Would you transcribe the entries below word for word, omitting all images?
** Opening PROVIDED ENTRIES block **
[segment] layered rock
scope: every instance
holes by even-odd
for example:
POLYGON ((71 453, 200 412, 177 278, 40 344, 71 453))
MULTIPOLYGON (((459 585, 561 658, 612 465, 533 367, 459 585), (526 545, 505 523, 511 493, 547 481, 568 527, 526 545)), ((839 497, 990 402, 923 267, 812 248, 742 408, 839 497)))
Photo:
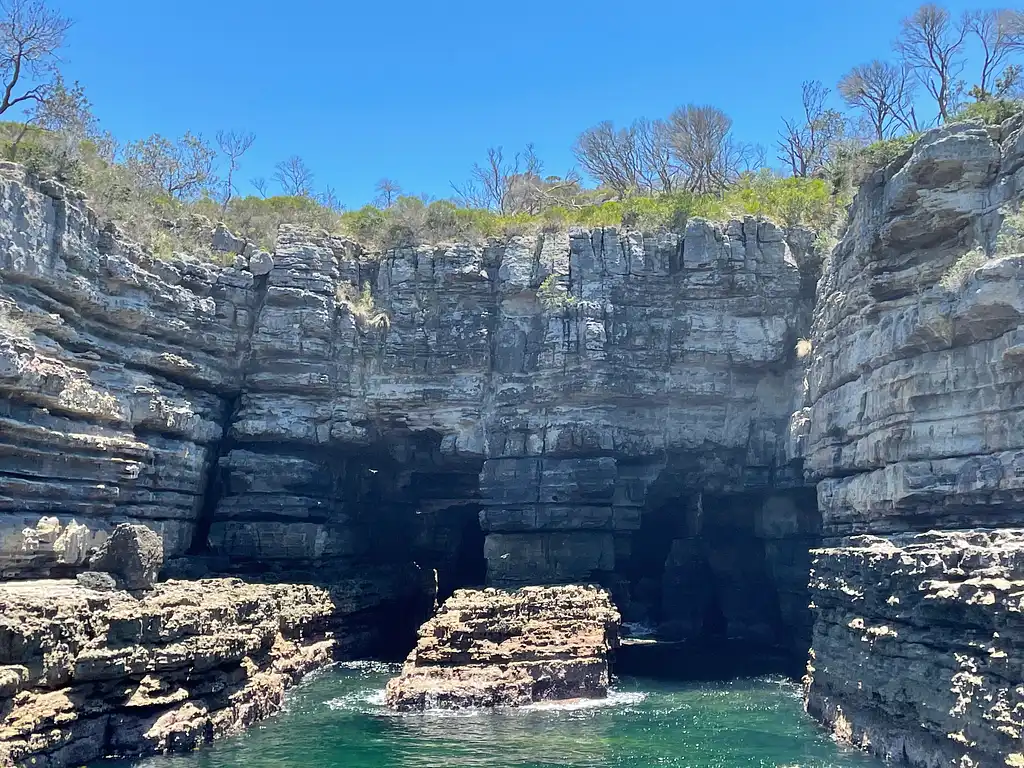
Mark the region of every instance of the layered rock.
POLYGON ((618 626, 593 587, 459 590, 420 628, 385 701, 422 710, 602 698, 618 626))
POLYGON ((808 708, 930 768, 1024 764, 1019 533, 999 531, 1022 519, 1024 256, 995 247, 1022 165, 1018 117, 930 131, 866 181, 818 284, 793 420, 831 545, 808 708), (932 529, 958 533, 911 536, 932 529))
POLYGON ((218 266, 153 258, 12 165, 0 222, 5 576, 75 574, 141 522, 167 573, 315 579, 362 605, 359 635, 486 578, 599 581, 633 620, 791 642, 816 527, 758 520, 803 482, 800 233, 695 219, 369 253, 286 227, 268 254, 221 228, 218 266), (691 559, 721 621, 662 594, 691 559), (766 583, 759 606, 716 597, 766 583))
POLYGON ((819 550, 807 708, 915 766, 1024 764, 1024 531, 819 550))
POLYGON ((241 258, 153 258, 0 165, 0 576, 74 572, 124 521, 188 551, 255 305, 241 258))
POLYGON ((0 764, 189 751, 278 711, 328 663, 325 590, 170 581, 133 597, 0 584, 0 764))

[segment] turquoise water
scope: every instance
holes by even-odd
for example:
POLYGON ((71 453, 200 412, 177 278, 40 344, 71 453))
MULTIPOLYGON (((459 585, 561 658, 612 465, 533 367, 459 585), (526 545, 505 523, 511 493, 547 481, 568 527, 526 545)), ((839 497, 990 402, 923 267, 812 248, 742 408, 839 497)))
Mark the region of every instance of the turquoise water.
POLYGON ((339 665, 289 692, 287 709, 182 757, 104 768, 840 768, 881 763, 843 749, 781 678, 672 683, 623 678, 608 701, 399 715, 381 705, 396 666, 339 665))

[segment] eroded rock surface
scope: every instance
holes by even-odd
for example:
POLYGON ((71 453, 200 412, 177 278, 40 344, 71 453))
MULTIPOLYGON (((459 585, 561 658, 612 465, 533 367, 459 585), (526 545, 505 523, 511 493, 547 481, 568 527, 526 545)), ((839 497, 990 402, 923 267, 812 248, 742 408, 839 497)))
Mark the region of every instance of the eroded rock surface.
POLYGON ((123 589, 151 588, 163 563, 160 536, 144 525, 128 523, 115 527, 89 558, 91 570, 109 573, 123 589))
POLYGON ((806 235, 370 253, 285 227, 271 254, 219 228, 221 266, 0 164, 0 575, 77 575, 141 523, 167 573, 365 585, 353 647, 411 634, 435 587, 595 581, 630 620, 802 653, 806 235), (690 571, 696 618, 662 588, 690 571))
POLYGON ((399 710, 601 698, 619 613, 594 587, 459 590, 385 691, 399 710))
POLYGON ((189 751, 277 712, 331 661, 325 590, 207 579, 140 594, 0 584, 0 765, 189 751))
POLYGON ((915 766, 1024 764, 1024 531, 858 536, 816 553, 811 594, 807 707, 840 738, 915 766))
POLYGON ((915 766, 1024 765, 1024 256, 995 250, 1021 126, 930 131, 864 184, 792 422, 830 545, 808 710, 915 766))

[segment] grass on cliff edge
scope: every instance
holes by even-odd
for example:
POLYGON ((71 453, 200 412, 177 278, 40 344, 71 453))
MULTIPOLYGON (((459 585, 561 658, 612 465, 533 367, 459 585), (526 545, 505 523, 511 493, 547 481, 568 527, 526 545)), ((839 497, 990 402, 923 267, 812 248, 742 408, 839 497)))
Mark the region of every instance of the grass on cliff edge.
POLYGON ((389 207, 339 211, 311 197, 234 197, 226 204, 202 193, 179 200, 153 188, 111 151, 85 140, 69 151, 67 141, 48 131, 0 123, 0 155, 33 173, 85 192, 104 219, 158 257, 185 252, 222 259, 210 249, 210 231, 223 222, 231 231, 272 248, 282 224, 300 224, 349 236, 371 251, 445 241, 480 241, 553 231, 572 226, 622 226, 681 232, 689 219, 758 216, 782 227, 819 232, 835 228, 849 202, 822 179, 784 178, 765 169, 747 173, 717 195, 673 192, 634 196, 579 207, 554 206, 538 214, 502 215, 450 200, 400 197, 389 207))

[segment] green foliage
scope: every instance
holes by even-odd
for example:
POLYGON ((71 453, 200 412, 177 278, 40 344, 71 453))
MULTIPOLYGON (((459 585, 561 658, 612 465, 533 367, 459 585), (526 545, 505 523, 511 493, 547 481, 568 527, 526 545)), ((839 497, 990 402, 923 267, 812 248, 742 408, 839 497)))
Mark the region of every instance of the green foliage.
POLYGON ((982 248, 974 248, 968 251, 946 270, 939 278, 939 286, 953 293, 960 293, 967 286, 967 282, 974 274, 974 270, 988 261, 988 256, 982 248))
POLYGON ((783 227, 804 226, 824 230, 836 217, 837 201, 822 179, 791 176, 780 178, 770 171, 746 174, 726 192, 725 210, 763 216, 783 227))
POLYGON ((377 308, 369 283, 363 283, 362 292, 357 291, 352 283, 338 283, 334 299, 337 306, 347 309, 360 326, 378 330, 391 327, 391 318, 387 312, 377 308))
POLYGON ((996 236, 996 255, 1024 253, 1024 207, 1003 214, 1003 222, 996 236))
POLYGON ((981 120, 986 125, 999 125, 1024 109, 1024 102, 1017 99, 982 99, 968 104, 953 118, 960 120, 981 120))
POLYGON ((897 157, 908 152, 920 136, 920 133, 908 133, 906 136, 876 141, 874 144, 864 147, 859 153, 859 158, 870 170, 884 168, 897 157))
POLYGON ((537 298, 548 312, 563 312, 576 304, 576 297, 559 282, 559 277, 552 273, 537 288, 537 298))

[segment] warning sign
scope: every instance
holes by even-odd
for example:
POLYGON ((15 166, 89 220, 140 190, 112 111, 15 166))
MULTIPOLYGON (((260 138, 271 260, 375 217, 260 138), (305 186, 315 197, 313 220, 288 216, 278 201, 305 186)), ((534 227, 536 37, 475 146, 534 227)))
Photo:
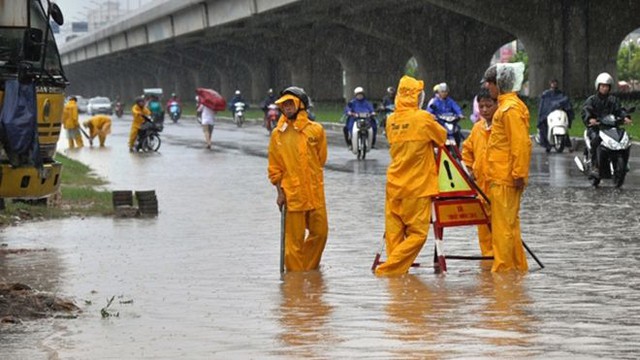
** Closing PROVIDED ENTRIES block **
SOLUTION FOR THIS TASK:
[segment] layered rock
scope: every instance
holes by even-odd
for example:
POLYGON ((71 453, 200 412, 177 278, 40 344, 71 453))
MULTIPOLYGON (((459 585, 561 658, 612 465, 533 367, 459 585), (526 545, 505 523, 511 493, 547 481, 568 527, 526 545)), ((839 497, 990 402, 923 267, 812 248, 742 408, 839 497)))
Photo:
Mark the region of every instance of the layered rock.
POLYGON ((618 626, 593 587, 459 590, 420 628, 385 701, 422 710, 602 698, 618 626))
POLYGON ((808 708, 930 768, 1024 764, 1019 533, 999 531, 1022 519, 1024 256, 995 247, 1022 165, 1018 117, 930 131, 866 181, 818 284, 793 420, 831 545, 808 708), (932 529, 958 533, 911 536, 932 529))
POLYGON ((218 266, 153 258, 12 165, 0 222, 5 576, 75 574, 141 522, 167 573, 315 579, 362 605, 359 635, 486 578, 599 581, 633 620, 791 642, 816 527, 758 520, 803 482, 800 233, 695 219, 369 253, 286 227, 268 254, 221 228, 218 266), (691 559, 721 621, 662 594, 691 559), (766 583, 759 606, 716 597, 766 583))
POLYGON ((819 550, 807 708, 915 766, 1024 764, 1024 531, 819 550))
POLYGON ((241 258, 153 258, 0 165, 0 576, 74 572, 124 521, 188 551, 255 305, 241 258))
POLYGON ((0 764, 189 751, 278 711, 328 663, 325 590, 170 581, 133 597, 0 584, 0 764))

[segment] turquoise water
scope: every instance
holes by even-odd
for example:
POLYGON ((71 453, 200 412, 177 278, 40 344, 71 453))
MULTIPOLYGON (((459 585, 561 658, 612 465, 533 367, 459 585), (526 545, 505 523, 511 493, 547 481, 568 527, 526 545)), ((839 497, 990 402, 923 267, 812 248, 742 408, 839 497)))
Mark the region of every instance of the turquoise water.
POLYGON ((339 665, 289 692, 287 709, 182 757, 104 768, 840 768, 881 763, 843 749, 781 678, 672 683, 623 678, 608 701, 399 715, 381 705, 396 666, 339 665))

[segment] eroded rock surface
scope: every instance
holes by even-odd
for example:
POLYGON ((71 453, 200 412, 177 278, 40 344, 71 453))
MULTIPOLYGON (((459 585, 561 658, 612 465, 533 367, 459 585), (526 545, 505 523, 511 493, 547 481, 568 527, 526 545)), ((839 497, 990 402, 923 267, 812 248, 742 408, 839 497)))
Mark the region of every instance of the eroded rock surface.
POLYGON ((123 589, 151 588, 163 563, 160 536, 144 525, 128 523, 115 527, 89 558, 91 570, 109 573, 123 589))
POLYGON ((806 235, 370 253, 285 227, 271 254, 219 228, 221 266, 0 164, 0 575, 77 575, 141 523, 167 573, 365 585, 353 647, 411 634, 435 587, 595 581, 630 620, 802 653, 806 235), (690 571, 696 618, 662 588, 690 571))
POLYGON ((399 710, 601 698, 619 613, 594 587, 459 590, 385 691, 399 710))
POLYGON ((189 751, 277 712, 331 661, 325 590, 207 579, 140 594, 0 584, 0 765, 189 751))
POLYGON ((915 766, 1024 764, 1024 531, 858 536, 816 553, 811 594, 807 707, 840 738, 915 766))
POLYGON ((915 766, 1024 765, 1024 256, 995 250, 1021 126, 930 131, 864 184, 792 422, 830 545, 808 710, 915 766))

[segment] grass on cliff edge
scope: every instance
holes by even-odd
for example:
POLYGON ((71 453, 200 412, 177 278, 40 344, 71 453))
MULTIPOLYGON (((459 585, 561 658, 612 465, 533 367, 459 585), (526 545, 505 523, 511 493, 547 481, 568 527, 526 545)), ((839 497, 990 402, 923 267, 812 248, 742 408, 839 497)))
Mark the region of every instance of the grass on cliff edge.
POLYGON ((389 207, 339 211, 311 197, 234 197, 226 204, 202 193, 179 200, 153 188, 111 151, 85 140, 69 151, 67 141, 48 131, 0 123, 0 155, 33 173, 85 192, 104 219, 158 257, 185 252, 222 259, 210 249, 210 231, 223 222, 231 231, 272 248, 282 224, 300 224, 349 236, 371 251, 445 241, 480 241, 553 231, 572 226, 622 226, 681 232, 689 219, 758 216, 782 227, 819 232, 835 228, 849 202, 822 179, 784 178, 765 169, 747 173, 717 195, 673 192, 634 196, 579 207, 554 206, 538 214, 502 215, 450 200, 400 197, 389 207))

[segment] green foliage
scope: every instance
holes by even-odd
for example:
POLYGON ((71 453, 200 412, 177 278, 40 344, 71 453))
MULTIPOLYGON (((459 585, 561 658, 612 465, 533 367, 459 585), (526 545, 505 523, 511 493, 547 481, 568 527, 526 545)), ((839 497, 990 402, 923 267, 812 248, 742 408, 839 497)))
Mark the region of every instance of the green foliage.
POLYGON ((982 248, 974 248, 968 251, 946 270, 939 278, 939 286, 953 293, 960 293, 967 286, 967 282, 974 274, 974 270, 988 261, 988 256, 982 248))
POLYGON ((783 227, 804 226, 824 230, 836 217, 837 201, 822 179, 791 176, 780 178, 770 171, 746 174, 726 192, 725 210, 763 216, 783 227))
POLYGON ((377 308, 369 283, 363 283, 362 292, 357 291, 352 283, 338 283, 334 299, 337 306, 347 309, 360 326, 378 330, 391 327, 391 318, 387 312, 377 308))
POLYGON ((996 236, 996 255, 1024 253, 1024 207, 1003 214, 1003 222, 996 236))
POLYGON ((981 120, 986 125, 999 125, 1024 109, 1024 102, 1017 99, 982 99, 968 104, 953 118, 960 120, 981 120))
POLYGON ((897 157, 908 152, 920 136, 920 133, 908 133, 906 136, 876 141, 874 144, 864 147, 859 153, 859 158, 870 170, 884 168, 897 157))
POLYGON ((537 298, 548 312, 563 312, 576 304, 576 297, 559 282, 559 277, 552 273, 537 288, 537 298))

[segment] warning sign
scope: every instance
holes by even-odd
for example:
POLYGON ((15 166, 89 220, 140 190, 112 111, 15 166))
MULTIPOLYGON (((260 138, 271 260, 375 217, 260 138), (305 186, 315 197, 313 220, 288 216, 278 201, 305 186)), ((534 227, 536 37, 475 146, 534 227)))
Photo:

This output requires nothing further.